[Referring expression pointing data]
Start of Block

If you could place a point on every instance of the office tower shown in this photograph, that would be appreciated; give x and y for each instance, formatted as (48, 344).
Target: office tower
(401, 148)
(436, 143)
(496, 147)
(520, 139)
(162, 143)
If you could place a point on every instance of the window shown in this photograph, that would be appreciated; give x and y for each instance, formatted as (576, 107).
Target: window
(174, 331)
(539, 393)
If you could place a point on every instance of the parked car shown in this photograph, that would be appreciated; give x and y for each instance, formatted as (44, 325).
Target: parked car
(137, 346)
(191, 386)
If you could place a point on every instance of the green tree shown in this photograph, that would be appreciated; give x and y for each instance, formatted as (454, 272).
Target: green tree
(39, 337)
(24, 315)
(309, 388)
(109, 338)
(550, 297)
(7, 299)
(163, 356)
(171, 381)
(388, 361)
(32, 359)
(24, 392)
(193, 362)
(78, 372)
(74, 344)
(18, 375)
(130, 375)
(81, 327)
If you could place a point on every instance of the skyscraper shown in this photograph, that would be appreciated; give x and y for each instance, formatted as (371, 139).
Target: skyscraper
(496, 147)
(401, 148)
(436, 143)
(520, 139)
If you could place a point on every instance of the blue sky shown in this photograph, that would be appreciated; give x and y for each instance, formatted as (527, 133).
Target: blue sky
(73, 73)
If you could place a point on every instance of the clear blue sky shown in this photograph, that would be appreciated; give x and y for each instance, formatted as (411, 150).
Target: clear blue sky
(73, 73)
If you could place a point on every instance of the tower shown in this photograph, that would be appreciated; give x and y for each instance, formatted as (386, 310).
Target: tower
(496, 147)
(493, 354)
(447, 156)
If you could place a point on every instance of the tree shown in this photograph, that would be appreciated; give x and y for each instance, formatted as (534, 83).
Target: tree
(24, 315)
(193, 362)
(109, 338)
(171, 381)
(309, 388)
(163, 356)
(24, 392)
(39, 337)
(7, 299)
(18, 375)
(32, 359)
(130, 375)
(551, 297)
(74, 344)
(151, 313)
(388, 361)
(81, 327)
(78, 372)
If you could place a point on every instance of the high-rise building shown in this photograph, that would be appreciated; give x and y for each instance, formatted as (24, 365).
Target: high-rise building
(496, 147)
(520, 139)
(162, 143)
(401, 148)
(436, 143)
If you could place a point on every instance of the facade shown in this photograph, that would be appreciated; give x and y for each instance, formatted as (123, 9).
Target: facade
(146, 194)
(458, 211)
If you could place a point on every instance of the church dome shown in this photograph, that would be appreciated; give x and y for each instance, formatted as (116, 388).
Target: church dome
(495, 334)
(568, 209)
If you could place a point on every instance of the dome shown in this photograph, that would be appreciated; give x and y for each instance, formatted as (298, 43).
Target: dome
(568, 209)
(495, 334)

End of Block
Start of Block

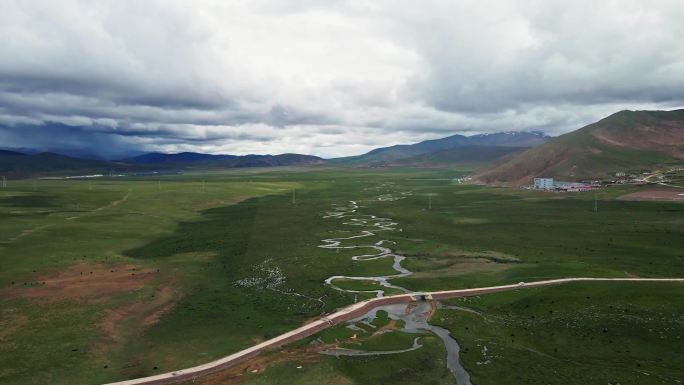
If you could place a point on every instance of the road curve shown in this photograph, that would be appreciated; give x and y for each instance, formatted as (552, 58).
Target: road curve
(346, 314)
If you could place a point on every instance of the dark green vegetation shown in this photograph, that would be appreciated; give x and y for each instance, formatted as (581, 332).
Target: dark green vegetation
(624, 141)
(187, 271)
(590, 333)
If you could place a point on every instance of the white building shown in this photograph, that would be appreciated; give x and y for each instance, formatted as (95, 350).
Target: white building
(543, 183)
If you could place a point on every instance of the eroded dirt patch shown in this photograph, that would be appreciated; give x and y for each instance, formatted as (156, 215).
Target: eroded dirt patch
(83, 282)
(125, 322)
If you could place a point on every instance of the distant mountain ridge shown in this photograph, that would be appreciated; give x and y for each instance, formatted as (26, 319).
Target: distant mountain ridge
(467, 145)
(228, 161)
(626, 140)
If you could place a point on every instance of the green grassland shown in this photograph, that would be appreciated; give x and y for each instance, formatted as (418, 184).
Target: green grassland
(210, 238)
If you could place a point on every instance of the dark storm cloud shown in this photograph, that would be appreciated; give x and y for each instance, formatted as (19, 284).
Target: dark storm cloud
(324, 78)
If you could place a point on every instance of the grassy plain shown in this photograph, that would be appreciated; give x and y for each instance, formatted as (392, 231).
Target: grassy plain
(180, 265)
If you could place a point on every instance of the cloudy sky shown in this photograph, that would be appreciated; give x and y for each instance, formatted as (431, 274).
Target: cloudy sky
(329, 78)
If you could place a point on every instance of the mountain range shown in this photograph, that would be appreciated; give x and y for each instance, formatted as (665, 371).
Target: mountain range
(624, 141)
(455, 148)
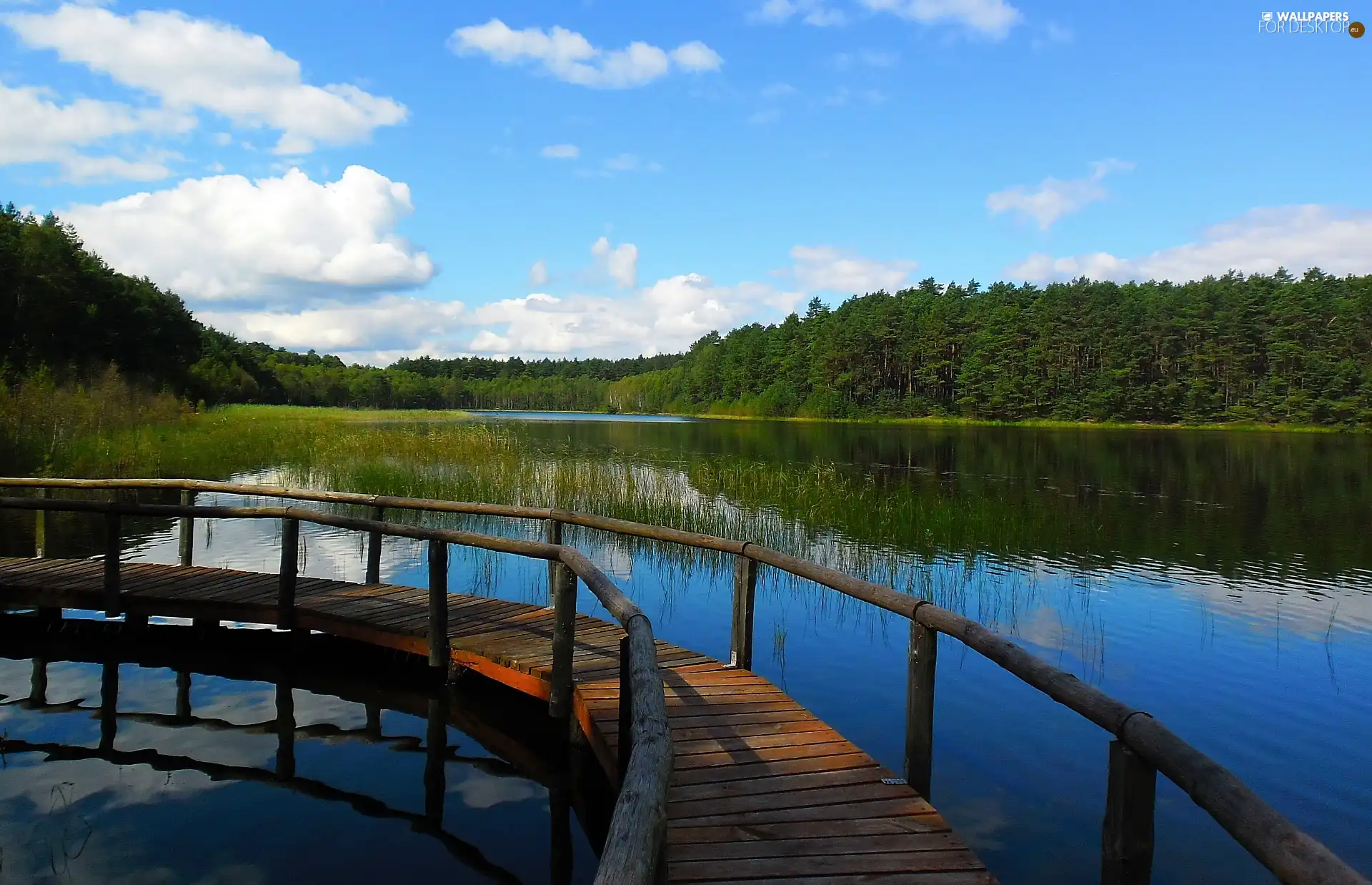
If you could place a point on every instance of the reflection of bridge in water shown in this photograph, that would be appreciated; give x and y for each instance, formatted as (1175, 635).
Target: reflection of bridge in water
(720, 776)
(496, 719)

End of Block

• _Goal of the exercise_:
Find "Target: tower" in the entries above and copy that whole line exactly, then each line after it through the line that contains "as (534, 83).".

• _Exercise answer_:
Target: tower
(496, 147)
(493, 354)
(447, 156)
If you could place a point on every instance of the tree shown in this photograph, that would be appreciated; give x and y for each instance, formatted as (534, 83).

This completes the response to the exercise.